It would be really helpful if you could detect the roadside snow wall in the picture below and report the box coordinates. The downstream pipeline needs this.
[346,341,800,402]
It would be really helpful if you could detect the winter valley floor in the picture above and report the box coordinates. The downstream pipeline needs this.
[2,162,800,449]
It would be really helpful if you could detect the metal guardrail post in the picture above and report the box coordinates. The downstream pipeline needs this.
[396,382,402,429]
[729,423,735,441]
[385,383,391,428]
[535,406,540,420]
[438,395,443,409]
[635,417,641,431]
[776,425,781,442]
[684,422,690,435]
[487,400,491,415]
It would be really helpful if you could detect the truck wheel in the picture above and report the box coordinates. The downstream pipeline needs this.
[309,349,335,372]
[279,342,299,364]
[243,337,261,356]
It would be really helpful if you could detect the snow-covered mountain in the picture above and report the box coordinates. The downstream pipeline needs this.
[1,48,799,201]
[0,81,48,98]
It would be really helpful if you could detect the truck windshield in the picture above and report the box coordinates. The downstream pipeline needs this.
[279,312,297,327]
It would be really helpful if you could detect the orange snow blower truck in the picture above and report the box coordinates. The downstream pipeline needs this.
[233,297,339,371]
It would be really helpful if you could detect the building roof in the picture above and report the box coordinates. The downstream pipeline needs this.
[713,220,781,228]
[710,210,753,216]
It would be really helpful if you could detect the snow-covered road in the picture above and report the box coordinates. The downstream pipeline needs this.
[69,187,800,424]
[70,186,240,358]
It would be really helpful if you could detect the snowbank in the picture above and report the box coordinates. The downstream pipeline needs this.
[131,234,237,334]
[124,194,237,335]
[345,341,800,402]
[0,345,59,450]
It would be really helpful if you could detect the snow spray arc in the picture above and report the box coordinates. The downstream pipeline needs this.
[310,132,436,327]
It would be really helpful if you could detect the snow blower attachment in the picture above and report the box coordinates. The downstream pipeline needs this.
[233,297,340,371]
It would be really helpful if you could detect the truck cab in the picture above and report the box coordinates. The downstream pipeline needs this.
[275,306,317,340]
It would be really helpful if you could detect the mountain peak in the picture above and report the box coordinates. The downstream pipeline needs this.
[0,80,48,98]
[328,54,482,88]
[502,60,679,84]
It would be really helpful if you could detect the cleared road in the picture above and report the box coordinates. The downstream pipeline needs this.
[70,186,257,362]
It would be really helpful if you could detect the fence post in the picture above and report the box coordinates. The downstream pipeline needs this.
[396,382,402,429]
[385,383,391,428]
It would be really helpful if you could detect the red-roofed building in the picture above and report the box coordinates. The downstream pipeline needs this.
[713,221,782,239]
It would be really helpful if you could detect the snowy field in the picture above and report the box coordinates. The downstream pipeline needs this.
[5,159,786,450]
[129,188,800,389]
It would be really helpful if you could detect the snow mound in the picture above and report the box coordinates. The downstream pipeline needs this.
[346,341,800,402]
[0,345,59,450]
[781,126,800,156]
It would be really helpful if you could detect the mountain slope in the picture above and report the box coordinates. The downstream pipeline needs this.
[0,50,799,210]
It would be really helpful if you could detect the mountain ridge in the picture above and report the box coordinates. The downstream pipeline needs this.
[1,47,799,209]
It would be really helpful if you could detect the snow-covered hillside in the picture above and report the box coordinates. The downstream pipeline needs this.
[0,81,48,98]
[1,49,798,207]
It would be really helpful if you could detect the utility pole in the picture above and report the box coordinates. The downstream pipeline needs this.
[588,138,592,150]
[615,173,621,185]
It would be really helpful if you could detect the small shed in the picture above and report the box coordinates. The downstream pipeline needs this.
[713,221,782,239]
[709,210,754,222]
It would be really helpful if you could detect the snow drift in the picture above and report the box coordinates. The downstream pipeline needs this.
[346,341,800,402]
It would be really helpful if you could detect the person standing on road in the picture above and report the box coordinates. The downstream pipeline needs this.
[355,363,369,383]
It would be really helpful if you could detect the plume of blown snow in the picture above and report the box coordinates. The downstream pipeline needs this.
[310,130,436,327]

........

**Required action:** Please give all the lines above again, exactly as they read.

**Answer to this task:**
It would be really helpful if you could detect the roadside snow wall in the picture below and report the box coordinates. The downstream pipeline needs this.
[346,341,800,402]
It would be really helpful if you could detect the winter valley floor in the picture above and report the box coordinates. The downstream pipeline needs this.
[2,162,800,449]
It would be really helpful if you could detect the metal guardrail post in the picture above and report the box coordinates. The downstream pipeline needs this.
[396,382,402,429]
[729,423,735,441]
[385,383,391,428]
[535,406,540,420]
[438,395,443,409]
[635,417,641,431]
[776,425,781,442]
[684,422,690,435]
[487,400,491,415]
It would be really helpful if you could detect the truck wheel in the picture above and report the box coordinates. The downstream pipeline needs this.
[309,349,335,372]
[279,342,299,364]
[243,337,261,356]
It would be really helpful if you could detect the snow-covered mountain in the picture above and report the box coordinates. The downstream pipeline needs this.
[1,48,799,201]
[0,81,48,98]
It would be really helpful if you could detect the truck windshield in the picture above and report the box coordinates. The downstream pipeline needs this.
[279,312,297,327]
It would be really helpful if you could detect the orange snow blower truck in the picture above and report the box coordinates. The downstream pipeline needs this.
[233,297,339,371]
It would be really helpful if you could detect the building roof in the picture above and report the box coordinates. The downstream pipeline needs this.
[713,220,781,228]
[710,210,753,216]
It would be really helpful if you could detect the snow-covered road in the picture above and report the box coordinates. The downstream pipeline needs this.
[69,187,800,424]
[70,186,240,358]
It would be really helpful if you could detect the snowbank in the picture above and report the box coordinates. The downstream pipeline needs this.
[131,234,237,334]
[124,194,237,335]
[345,341,800,402]
[0,345,59,450]
It would be really helpful if you could detect the snow spray arc in the picture above and report the box coordinates. The downstream pipeline needs this.
[310,132,436,327]
It would be really helpful if you could detect the snow blower attachment in the picture above and report the box coordinates. The downstream pipeline needs this.
[233,297,340,371]
It would be really helpful if you could detect the truck cab in the picture above and report the box coordinates. The downstream pipeline needs this.
[275,306,317,340]
It would be really helpful if you could detect the mountain peak in the picture above and report the box coordinates. The downstream pipeline needs this.
[0,80,48,98]
[328,54,482,88]
[502,60,679,84]
It would be really helpful if you could detect the cleared road in the picture above and report the box coordinates. The downstream pipeline needs this.
[70,186,257,362]
It would be really helpful if you could detect the fence post in the picture above and report the box coordinates. The downstream pipeline needs this.
[396,382,402,429]
[385,383,391,428]
It would be really helpful if you could detect the red-roofed building in the picture above and report the box coordinates. The downstream pipeline needs this.
[713,221,782,239]
It would be really helpful if you could detect the snowy field in the picture above and report the box coordinates. The downstream pipeline needs this.
[5,159,786,450]
[129,188,800,389]
It would be really helpful if you could detect the snow mound in the picture above and report the box coordinates. The downstream pipeline needs this.
[346,341,800,402]
[0,345,59,450]
[781,126,800,156]
It would be really helpful if you could detect the mountain slope in the picture above and report the box coordinates. The downstream pipeline needs this.
[0,50,799,210]
It would be really helpful if you could detect the mountain ridge in the picture above and report the box coordinates. The downstream pipeline needs this.
[1,47,799,209]
It would be really helpful if you could detect the snow-covered hillside in the picture above and report the box coordinates. The downstream pipeline needs this.
[0,81,48,98]
[1,49,798,207]
It would be really helpful if you could detect the utility pole in the picture above and report the box coordinates. The downstream pipeline needs this.
[588,138,592,150]
[615,173,621,185]
It would be really helpful if you could detect the small shed in the picture above and report the box coordinates. The downstream pipeline needs this.
[713,221,782,239]
[709,210,754,222]
It would be really helpful if you could detect the snow drift in the picture above and report the box coordinates. The downstream pipeline needs this.
[346,341,800,402]
It would be really helpful if you could detect the person standing on road in the picture above and report the box coordinates. The downstream pipeline needs this.
[355,363,369,383]
It would be really helpful if you could detect the plume of blown snow in the picture above and report the box coordinates. The downstream pipeline needs this.
[310,130,436,327]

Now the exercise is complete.